(Dataset rows on where objects appear)

________________

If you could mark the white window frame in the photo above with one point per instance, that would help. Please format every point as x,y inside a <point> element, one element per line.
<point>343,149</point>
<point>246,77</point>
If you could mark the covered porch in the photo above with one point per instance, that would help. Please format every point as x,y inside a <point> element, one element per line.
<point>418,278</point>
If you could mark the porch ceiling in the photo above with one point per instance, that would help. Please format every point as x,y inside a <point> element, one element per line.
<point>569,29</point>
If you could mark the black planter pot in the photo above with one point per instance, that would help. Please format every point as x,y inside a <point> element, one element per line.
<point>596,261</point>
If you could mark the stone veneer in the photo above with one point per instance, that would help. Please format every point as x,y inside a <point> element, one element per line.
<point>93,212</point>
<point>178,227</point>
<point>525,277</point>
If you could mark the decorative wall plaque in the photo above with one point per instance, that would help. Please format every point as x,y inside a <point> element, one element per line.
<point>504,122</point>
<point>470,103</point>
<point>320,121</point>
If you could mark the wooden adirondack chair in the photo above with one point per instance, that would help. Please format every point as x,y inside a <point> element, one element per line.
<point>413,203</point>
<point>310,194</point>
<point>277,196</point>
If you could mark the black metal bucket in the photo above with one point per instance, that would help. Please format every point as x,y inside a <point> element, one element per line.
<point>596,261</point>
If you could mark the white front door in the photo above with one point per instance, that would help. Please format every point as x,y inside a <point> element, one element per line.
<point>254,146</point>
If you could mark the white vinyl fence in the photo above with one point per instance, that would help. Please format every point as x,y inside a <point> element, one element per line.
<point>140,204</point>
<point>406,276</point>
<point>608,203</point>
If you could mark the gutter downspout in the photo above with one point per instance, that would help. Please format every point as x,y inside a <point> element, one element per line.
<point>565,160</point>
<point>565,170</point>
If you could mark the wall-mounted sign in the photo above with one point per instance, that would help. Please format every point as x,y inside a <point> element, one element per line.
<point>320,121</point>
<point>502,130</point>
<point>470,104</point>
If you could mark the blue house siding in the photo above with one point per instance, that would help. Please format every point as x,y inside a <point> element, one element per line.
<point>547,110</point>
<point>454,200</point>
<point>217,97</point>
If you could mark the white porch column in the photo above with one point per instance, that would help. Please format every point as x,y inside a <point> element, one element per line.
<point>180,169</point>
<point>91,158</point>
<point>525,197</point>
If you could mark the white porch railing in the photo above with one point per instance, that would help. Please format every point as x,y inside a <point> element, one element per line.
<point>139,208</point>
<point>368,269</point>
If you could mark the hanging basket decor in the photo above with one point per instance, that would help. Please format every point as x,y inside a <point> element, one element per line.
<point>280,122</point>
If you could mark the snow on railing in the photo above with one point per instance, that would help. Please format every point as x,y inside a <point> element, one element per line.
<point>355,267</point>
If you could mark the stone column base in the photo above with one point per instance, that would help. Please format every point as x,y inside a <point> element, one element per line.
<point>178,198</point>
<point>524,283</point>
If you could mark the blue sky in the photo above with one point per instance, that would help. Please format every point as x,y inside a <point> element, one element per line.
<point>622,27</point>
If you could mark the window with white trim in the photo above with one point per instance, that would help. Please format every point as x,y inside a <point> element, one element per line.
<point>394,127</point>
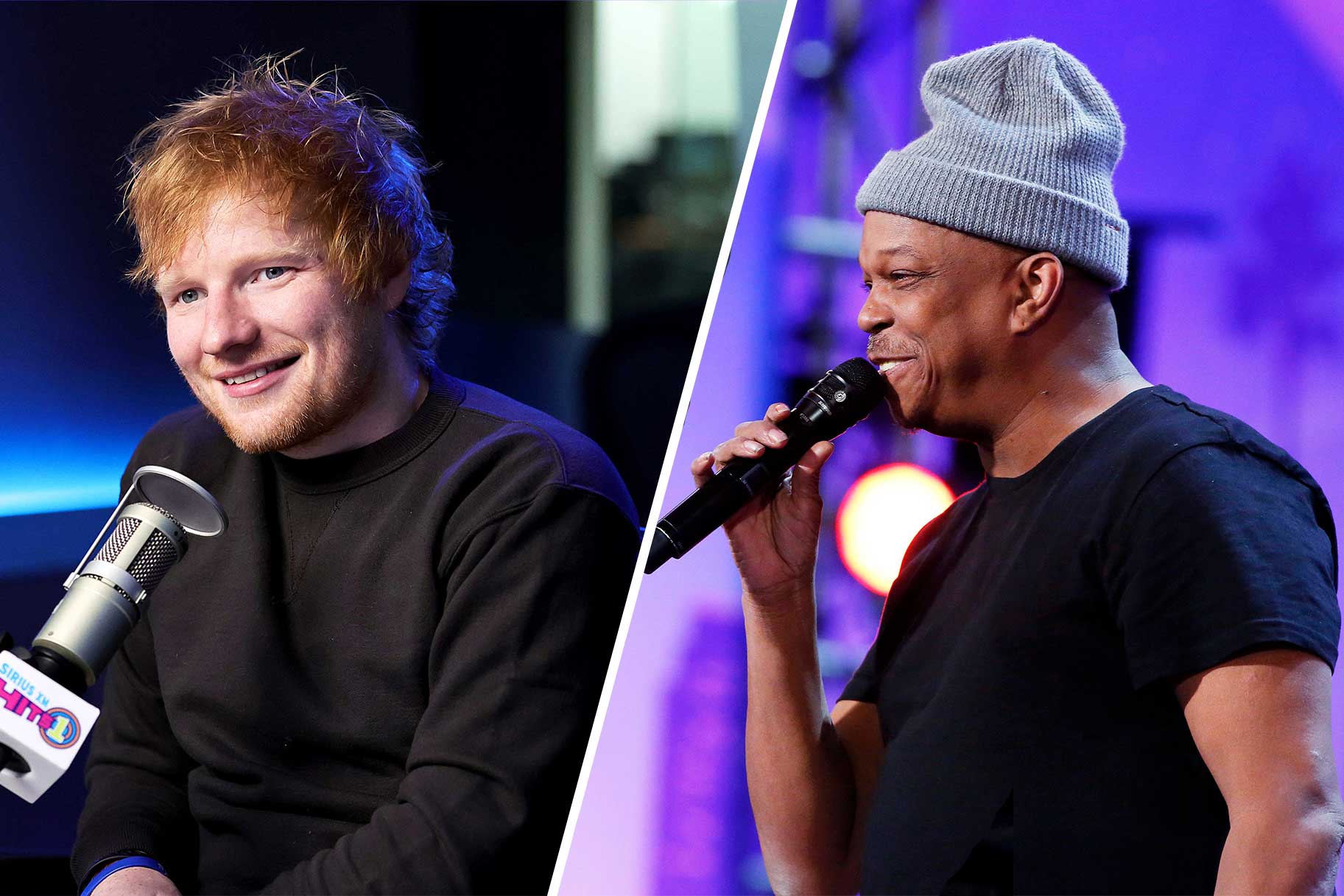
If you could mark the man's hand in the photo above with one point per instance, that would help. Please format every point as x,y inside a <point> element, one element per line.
<point>775,539</point>
<point>136,881</point>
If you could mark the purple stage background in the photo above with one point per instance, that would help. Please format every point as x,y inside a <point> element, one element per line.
<point>1231,182</point>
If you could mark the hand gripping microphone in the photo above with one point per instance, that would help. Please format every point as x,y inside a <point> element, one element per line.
<point>840,399</point>
<point>42,718</point>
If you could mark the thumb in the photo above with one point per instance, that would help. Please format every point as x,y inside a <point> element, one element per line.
<point>806,474</point>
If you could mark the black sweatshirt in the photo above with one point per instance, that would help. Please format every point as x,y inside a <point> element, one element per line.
<point>382,677</point>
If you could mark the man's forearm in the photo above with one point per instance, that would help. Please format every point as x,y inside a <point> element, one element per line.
<point>798,774</point>
<point>1269,855</point>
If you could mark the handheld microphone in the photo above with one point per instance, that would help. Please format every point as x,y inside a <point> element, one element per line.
<point>43,720</point>
<point>840,399</point>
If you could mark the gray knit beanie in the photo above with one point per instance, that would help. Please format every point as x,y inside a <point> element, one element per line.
<point>1021,151</point>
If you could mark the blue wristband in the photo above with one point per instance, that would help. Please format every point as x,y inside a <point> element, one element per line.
<point>117,864</point>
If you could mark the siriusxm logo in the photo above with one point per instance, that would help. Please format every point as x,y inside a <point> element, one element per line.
<point>58,727</point>
<point>63,731</point>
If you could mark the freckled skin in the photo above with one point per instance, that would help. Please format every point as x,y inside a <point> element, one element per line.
<point>245,292</point>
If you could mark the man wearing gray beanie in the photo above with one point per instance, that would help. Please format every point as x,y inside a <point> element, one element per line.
<point>1106,668</point>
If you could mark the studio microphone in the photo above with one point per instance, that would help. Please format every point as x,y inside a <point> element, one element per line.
<point>43,719</point>
<point>840,399</point>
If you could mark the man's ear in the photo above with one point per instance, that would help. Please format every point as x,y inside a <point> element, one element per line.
<point>394,291</point>
<point>1038,283</point>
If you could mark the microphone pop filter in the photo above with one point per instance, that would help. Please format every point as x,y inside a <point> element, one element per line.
<point>194,508</point>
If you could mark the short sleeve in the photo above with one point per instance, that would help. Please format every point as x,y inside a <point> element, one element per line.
<point>863,684</point>
<point>1221,552</point>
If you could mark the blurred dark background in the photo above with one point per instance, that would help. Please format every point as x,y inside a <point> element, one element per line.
<point>504,96</point>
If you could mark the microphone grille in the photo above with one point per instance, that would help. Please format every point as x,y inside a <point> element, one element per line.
<point>116,542</point>
<point>860,375</point>
<point>155,559</point>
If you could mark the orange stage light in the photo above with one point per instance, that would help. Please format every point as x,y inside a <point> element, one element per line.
<point>879,518</point>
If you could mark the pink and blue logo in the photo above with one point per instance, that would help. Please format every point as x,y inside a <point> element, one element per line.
<point>63,731</point>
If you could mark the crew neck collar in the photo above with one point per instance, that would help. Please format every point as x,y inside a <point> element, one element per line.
<point>1069,445</point>
<point>347,469</point>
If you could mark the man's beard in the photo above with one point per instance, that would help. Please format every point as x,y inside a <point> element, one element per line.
<point>314,415</point>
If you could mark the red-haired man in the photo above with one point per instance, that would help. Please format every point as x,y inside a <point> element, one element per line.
<point>384,676</point>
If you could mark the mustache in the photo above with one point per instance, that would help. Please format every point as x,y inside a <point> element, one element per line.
<point>883,345</point>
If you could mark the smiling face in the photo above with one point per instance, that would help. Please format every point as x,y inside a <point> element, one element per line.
<point>261,329</point>
<point>937,316</point>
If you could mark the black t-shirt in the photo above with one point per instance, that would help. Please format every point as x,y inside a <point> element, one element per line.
<point>1024,664</point>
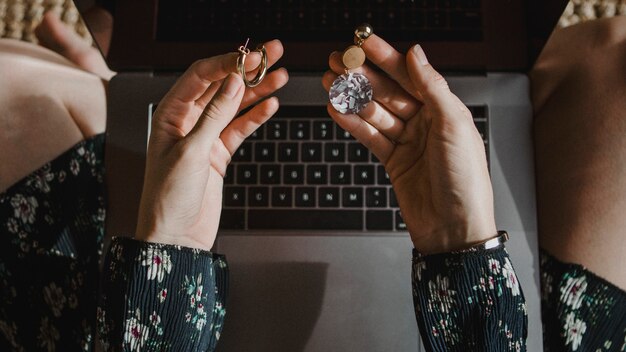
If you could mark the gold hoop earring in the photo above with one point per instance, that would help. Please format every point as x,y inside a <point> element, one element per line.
<point>262,68</point>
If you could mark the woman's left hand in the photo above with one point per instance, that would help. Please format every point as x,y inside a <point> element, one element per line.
<point>193,138</point>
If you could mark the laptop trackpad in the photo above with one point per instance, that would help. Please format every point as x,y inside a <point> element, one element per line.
<point>319,293</point>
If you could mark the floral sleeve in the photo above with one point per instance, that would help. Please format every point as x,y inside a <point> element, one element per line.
<point>469,302</point>
<point>159,297</point>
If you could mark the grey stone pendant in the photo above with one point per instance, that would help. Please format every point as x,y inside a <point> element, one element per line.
<point>350,93</point>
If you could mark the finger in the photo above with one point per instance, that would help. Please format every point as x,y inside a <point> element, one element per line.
<point>194,82</point>
<point>53,34</point>
<point>391,61</point>
<point>242,127</point>
<point>273,56</point>
<point>218,113</point>
<point>430,83</point>
<point>365,133</point>
<point>386,91</point>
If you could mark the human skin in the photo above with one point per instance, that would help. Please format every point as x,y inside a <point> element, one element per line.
<point>579,100</point>
<point>194,135</point>
<point>47,104</point>
<point>426,139</point>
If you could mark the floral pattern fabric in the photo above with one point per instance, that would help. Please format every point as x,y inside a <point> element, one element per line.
<point>51,234</point>
<point>469,302</point>
<point>51,230</point>
<point>173,297</point>
<point>580,311</point>
<point>160,297</point>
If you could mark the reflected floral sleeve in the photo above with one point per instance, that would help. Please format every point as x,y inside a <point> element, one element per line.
<point>161,297</point>
<point>469,302</point>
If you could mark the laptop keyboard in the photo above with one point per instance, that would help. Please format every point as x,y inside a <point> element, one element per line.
<point>300,171</point>
<point>318,20</point>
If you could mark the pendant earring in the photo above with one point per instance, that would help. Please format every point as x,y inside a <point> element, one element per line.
<point>241,67</point>
<point>352,91</point>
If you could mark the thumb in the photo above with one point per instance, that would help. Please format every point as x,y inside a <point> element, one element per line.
<point>430,84</point>
<point>220,111</point>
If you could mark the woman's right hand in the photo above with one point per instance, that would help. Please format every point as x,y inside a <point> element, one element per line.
<point>426,139</point>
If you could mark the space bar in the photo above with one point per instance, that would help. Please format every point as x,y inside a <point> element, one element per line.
<point>289,219</point>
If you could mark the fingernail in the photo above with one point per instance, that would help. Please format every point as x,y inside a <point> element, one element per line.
<point>421,56</point>
<point>231,85</point>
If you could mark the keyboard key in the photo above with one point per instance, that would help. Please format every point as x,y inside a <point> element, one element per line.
<point>277,130</point>
<point>293,174</point>
<point>465,19</point>
<point>382,176</point>
<point>376,197</point>
<point>437,19</point>
<point>258,196</point>
<point>309,219</point>
<point>288,152</point>
<point>328,196</point>
<point>246,174</point>
<point>323,130</point>
<point>229,177</point>
<point>257,135</point>
<point>352,197</point>
<point>364,175</point>
<point>340,174</point>
<point>234,196</point>
<point>400,225</point>
<point>300,130</point>
<point>393,201</point>
<point>270,174</point>
<point>335,152</point>
<point>282,197</point>
<point>379,220</point>
<point>311,152</point>
<point>317,174</point>
<point>343,135</point>
<point>233,219</point>
<point>305,197</point>
<point>357,152</point>
<point>243,153</point>
<point>264,152</point>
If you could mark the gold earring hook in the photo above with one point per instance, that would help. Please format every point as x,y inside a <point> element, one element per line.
<point>262,68</point>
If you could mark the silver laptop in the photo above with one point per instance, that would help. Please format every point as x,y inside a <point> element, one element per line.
<point>318,252</point>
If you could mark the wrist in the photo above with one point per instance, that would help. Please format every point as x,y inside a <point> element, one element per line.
<point>454,238</point>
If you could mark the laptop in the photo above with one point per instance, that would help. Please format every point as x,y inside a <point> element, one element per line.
<point>319,256</point>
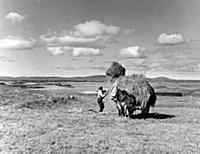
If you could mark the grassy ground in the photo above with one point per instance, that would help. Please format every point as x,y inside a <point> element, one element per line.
<point>50,122</point>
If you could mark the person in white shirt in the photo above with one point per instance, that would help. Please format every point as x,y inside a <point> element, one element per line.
<point>100,96</point>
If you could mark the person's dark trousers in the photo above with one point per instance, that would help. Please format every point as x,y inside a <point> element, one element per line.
<point>101,104</point>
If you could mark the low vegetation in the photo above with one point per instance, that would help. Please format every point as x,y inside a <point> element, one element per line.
<point>44,121</point>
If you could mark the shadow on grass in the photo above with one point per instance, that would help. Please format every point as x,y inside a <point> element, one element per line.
<point>153,116</point>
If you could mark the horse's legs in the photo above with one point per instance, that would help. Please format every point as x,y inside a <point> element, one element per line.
<point>119,108</point>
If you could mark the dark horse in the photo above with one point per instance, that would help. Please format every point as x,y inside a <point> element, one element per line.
<point>126,104</point>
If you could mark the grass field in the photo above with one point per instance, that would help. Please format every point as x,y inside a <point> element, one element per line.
<point>49,121</point>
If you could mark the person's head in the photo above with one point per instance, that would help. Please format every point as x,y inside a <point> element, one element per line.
<point>101,88</point>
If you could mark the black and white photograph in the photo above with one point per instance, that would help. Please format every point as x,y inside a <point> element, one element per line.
<point>99,76</point>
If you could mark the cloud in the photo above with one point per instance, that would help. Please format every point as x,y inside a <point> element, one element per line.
<point>5,59</point>
<point>67,40</point>
<point>170,39</point>
<point>128,31</point>
<point>86,52</point>
<point>17,43</point>
<point>91,34</point>
<point>94,28</point>
<point>54,51</point>
<point>74,51</point>
<point>15,17</point>
<point>133,52</point>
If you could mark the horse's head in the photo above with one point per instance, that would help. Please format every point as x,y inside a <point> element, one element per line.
<point>117,94</point>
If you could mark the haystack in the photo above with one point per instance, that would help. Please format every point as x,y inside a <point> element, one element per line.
<point>136,85</point>
<point>116,70</point>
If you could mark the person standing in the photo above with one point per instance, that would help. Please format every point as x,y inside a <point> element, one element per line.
<point>100,96</point>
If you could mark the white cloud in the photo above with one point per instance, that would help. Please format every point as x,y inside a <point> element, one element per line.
<point>15,17</point>
<point>134,51</point>
<point>68,40</point>
<point>86,52</point>
<point>128,31</point>
<point>94,28</point>
<point>170,39</point>
<point>57,50</point>
<point>80,51</point>
<point>16,43</point>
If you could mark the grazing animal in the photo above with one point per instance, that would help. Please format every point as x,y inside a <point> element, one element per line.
<point>125,103</point>
<point>136,85</point>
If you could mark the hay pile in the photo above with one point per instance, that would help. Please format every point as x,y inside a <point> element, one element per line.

________________

## EXERCISE OBJECTIVE
Quote exactly and only the lines from the one holding "If you could mark the grazing" through the end of the data.

## SOLVED EXERCISE
If you could mark the grazing animal in the photo above with one point per instance, that would help. Please format every point as x,y inside a <point> element, one element per line.
<point>125,103</point>
<point>136,85</point>
If you could mark the hay pile in the photo above with one point per instance, that would help. Please format every point as x,y inside a <point> element, one element per line.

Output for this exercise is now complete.